**WRITTEN PROBLEM**.
Update the lines starting with the line that contains "of the farm" and going on through the line that contains "point(9, 139)", replacing "farm field" with "crop field" and leaving everything else unchanged.

Data records
###

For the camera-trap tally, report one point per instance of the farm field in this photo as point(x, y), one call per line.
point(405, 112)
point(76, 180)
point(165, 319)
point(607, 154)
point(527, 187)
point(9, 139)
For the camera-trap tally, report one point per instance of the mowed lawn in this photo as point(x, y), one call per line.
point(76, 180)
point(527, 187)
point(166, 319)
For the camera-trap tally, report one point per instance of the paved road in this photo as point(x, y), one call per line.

###

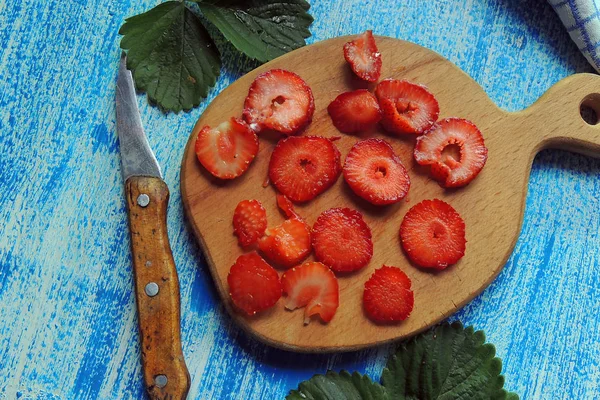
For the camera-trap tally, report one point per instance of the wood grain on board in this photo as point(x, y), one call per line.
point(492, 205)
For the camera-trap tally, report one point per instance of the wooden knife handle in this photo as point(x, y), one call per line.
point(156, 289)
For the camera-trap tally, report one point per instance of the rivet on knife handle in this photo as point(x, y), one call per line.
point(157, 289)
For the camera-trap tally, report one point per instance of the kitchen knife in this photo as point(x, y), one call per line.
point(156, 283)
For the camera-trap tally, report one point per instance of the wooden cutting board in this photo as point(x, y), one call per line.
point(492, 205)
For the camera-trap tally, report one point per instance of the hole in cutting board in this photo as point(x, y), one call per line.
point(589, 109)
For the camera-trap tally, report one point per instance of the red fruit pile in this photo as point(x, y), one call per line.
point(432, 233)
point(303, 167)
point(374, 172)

###

**RIGHT ANSWER**.
For the camera-trap tally, report one point per instance of the crop field in this photo as point(x, y), one call per line.
point(405, 112)
point(76, 180)
point(165, 319)
point(607, 154)
point(527, 187)
point(9, 139)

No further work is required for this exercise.